> _Labeled contour rows_:
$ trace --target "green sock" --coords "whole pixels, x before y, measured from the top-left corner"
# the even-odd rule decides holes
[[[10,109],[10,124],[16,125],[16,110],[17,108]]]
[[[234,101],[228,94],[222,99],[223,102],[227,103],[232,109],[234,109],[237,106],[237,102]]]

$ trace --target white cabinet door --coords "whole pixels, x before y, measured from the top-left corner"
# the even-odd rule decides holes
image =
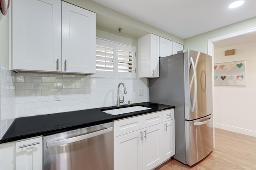
[[[162,123],[144,129],[143,170],[150,170],[163,162]]]
[[[64,2],[62,4],[62,70],[95,74],[96,14]]]
[[[163,123],[164,161],[175,154],[175,121],[174,119]]]
[[[159,77],[159,37],[150,34],[150,77]]]
[[[16,170],[43,169],[42,137],[16,143]]]
[[[183,45],[176,42],[172,42],[172,54],[176,54],[178,51],[183,50]]]
[[[115,170],[142,169],[142,132],[138,130],[114,138]]]
[[[172,41],[162,37],[159,38],[159,56],[169,56],[172,54]]]
[[[59,0],[12,1],[12,69],[57,71],[61,59]]]
[[[15,170],[15,142],[0,144],[0,170]]]
[[[148,34],[139,38],[139,78],[159,76],[159,37]]]

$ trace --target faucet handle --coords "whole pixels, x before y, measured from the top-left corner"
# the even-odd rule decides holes
[[[124,103],[124,97],[123,96],[123,100],[120,100],[120,103]]]
[[[132,103],[130,100],[128,100],[128,106],[130,106],[131,105],[131,103]]]

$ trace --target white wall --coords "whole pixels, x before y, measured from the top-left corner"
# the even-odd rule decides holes
[[[254,17],[185,39],[184,49],[190,49],[207,54],[208,39],[255,27],[256,17]]]
[[[9,13],[0,12],[0,64],[9,68]]]
[[[0,139],[16,117],[14,72],[0,65]]]
[[[216,127],[256,137],[256,41],[214,49],[214,63],[246,61],[246,86],[215,86]],[[224,51],[235,49],[235,55]]]

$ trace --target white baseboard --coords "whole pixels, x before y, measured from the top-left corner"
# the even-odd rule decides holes
[[[232,131],[237,133],[242,133],[249,136],[256,137],[256,131],[246,129],[240,127],[235,127],[234,126],[230,126],[226,125],[214,123],[214,127],[217,128],[222,129],[227,131]]]

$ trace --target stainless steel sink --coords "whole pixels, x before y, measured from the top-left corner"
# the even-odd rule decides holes
[[[134,111],[150,109],[151,108],[140,106],[134,106],[127,107],[122,107],[118,109],[110,109],[109,110],[103,110],[102,111],[106,113],[112,115],[118,115],[120,114],[126,113],[127,113],[134,112]]]

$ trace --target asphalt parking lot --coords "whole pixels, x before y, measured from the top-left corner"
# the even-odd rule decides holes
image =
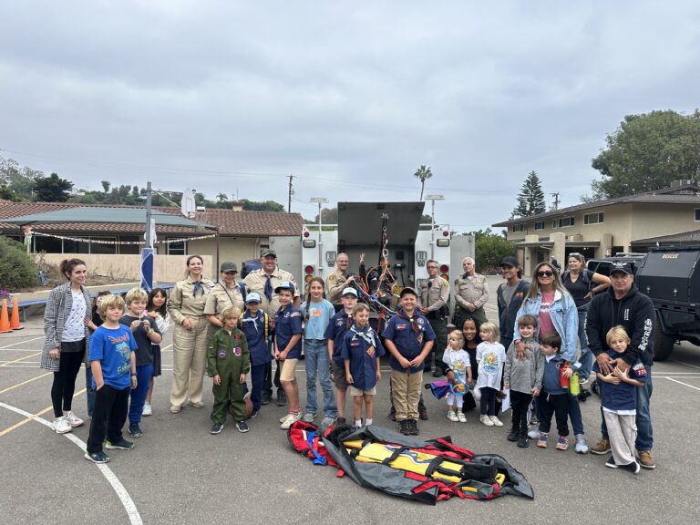
[[[492,291],[499,278],[489,278]],[[493,295],[493,294],[492,294]],[[496,318],[495,297],[487,312]],[[157,380],[153,416],[132,451],[110,451],[98,466],[83,458],[88,422],[71,434],[48,426],[51,374],[38,367],[43,345],[40,314],[26,328],[0,335],[0,516],[15,523],[439,523],[456,517],[474,522],[697,523],[700,519],[700,348],[684,344],[654,366],[652,414],[655,470],[638,476],[604,467],[606,457],[532,447],[506,440],[508,426],[486,427],[473,411],[468,423],[451,423],[444,403],[427,396],[425,438],[451,436],[477,453],[500,454],[535,490],[535,499],[506,496],[492,501],[407,502],[337,479],[294,452],[273,402],[240,434],[230,419],[219,436],[209,434],[211,380],[205,379],[201,409],[168,411],[171,335],[163,343],[163,376]],[[394,428],[388,381],[378,385],[375,424]],[[303,364],[297,371],[304,396]],[[426,381],[428,379],[427,378]],[[78,376],[74,411],[87,418],[84,376]],[[318,389],[320,392],[320,388]],[[599,399],[582,404],[589,443],[599,435]],[[504,415],[503,419],[510,416]],[[320,417],[318,418],[320,421]],[[317,422],[318,422],[317,421]]]

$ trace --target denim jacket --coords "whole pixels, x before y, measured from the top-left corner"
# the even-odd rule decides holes
[[[515,327],[513,328],[513,339],[521,339],[520,331],[518,330],[518,320],[525,314],[533,315],[540,319],[540,306],[542,304],[541,292],[537,293],[536,298],[526,299],[518,311],[515,317]],[[554,302],[550,308],[550,317],[554,329],[561,337],[561,348],[560,353],[565,361],[570,363],[576,362],[576,353],[578,351],[578,335],[579,335],[579,314],[576,310],[576,304],[569,293],[562,293],[559,290],[554,291]],[[535,331],[535,338],[540,336],[540,325],[538,324]]]

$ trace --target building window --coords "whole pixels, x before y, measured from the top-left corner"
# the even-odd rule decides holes
[[[602,211],[583,215],[583,224],[600,224],[602,222]]]

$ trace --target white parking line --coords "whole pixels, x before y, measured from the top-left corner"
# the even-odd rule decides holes
[[[7,405],[5,403],[3,403],[0,401],[0,407],[3,408],[6,408],[7,410],[12,410],[13,412],[15,412],[16,414],[19,414],[21,416],[24,416],[25,417],[32,417],[33,414],[30,414],[29,412],[26,412],[25,410],[22,410],[21,408],[17,408],[16,407],[13,407],[11,405]],[[53,427],[51,426],[51,423],[44,419],[43,417],[34,417],[34,420],[37,423],[41,423],[45,427],[48,427],[51,428],[51,431],[54,431]],[[71,433],[64,434],[65,438],[70,439],[77,445],[83,452],[85,452],[85,442],[80,439],[79,438],[77,438]],[[124,506],[124,510],[127,511],[127,514],[129,515],[129,520],[132,525],[142,525],[143,520],[141,520],[140,514],[139,514],[139,510],[136,509],[136,505],[134,504],[133,499],[131,499],[131,497],[129,495],[129,492],[127,492],[127,489],[124,488],[124,485],[121,484],[121,481],[119,481],[118,478],[115,475],[114,472],[112,472],[111,468],[105,465],[104,463],[99,463],[96,465],[100,472],[102,472],[102,475],[107,479],[107,480],[109,482],[109,485],[112,486],[112,489],[114,489],[114,491],[117,493],[117,497],[121,501],[121,504]]]

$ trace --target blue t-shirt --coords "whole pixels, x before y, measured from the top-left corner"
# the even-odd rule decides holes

> _Aim_: Reproduce verbatim the rows from the line containing "trace --target building" through the end of the rows, including both ends.

> _Solution to the exercise_:
$ trace --target building window --coords "whole pixels, x before y, measured from the top-left corner"
# the even-odd rule decides holes
[[[602,211],[583,215],[583,224],[600,224],[602,222]]]

$ trace --target white parking line --coords "whole pixels, x before y, measured from the top-left corner"
# the even-odd rule decides holes
[[[7,405],[5,403],[3,403],[0,401],[0,407],[3,408],[6,408],[7,410],[12,410],[13,412],[15,412],[16,414],[19,414],[21,416],[24,416],[25,417],[32,417],[33,414],[30,414],[29,412],[26,412],[25,410],[22,410],[21,408],[17,408],[16,407],[13,407],[11,405]],[[53,427],[51,426],[51,423],[44,419],[43,417],[34,417],[34,420],[37,423],[41,423],[45,427],[48,427],[51,428],[51,431],[54,431]],[[71,433],[64,434],[65,438],[70,439],[77,445],[83,452],[85,452],[85,442],[80,439],[79,438],[77,438]],[[124,506],[124,510],[127,511],[127,514],[129,515],[129,520],[132,525],[142,525],[143,520],[141,520],[140,514],[139,514],[139,510],[136,509],[136,505],[134,504],[133,499],[131,499],[131,497],[129,495],[129,492],[127,492],[127,489],[124,488],[124,485],[121,484],[121,481],[119,481],[118,478],[115,475],[114,472],[112,472],[111,468],[105,465],[104,463],[99,463],[96,465],[100,472],[102,472],[102,475],[107,479],[107,480],[109,482],[109,485],[112,486],[112,489],[114,489],[114,491],[117,493],[117,497],[121,501],[121,504]]]

$ trace --target blue t-shirt --coords "whole pixels, x before y, measured from the top-left corner"
# the even-odd rule decides holes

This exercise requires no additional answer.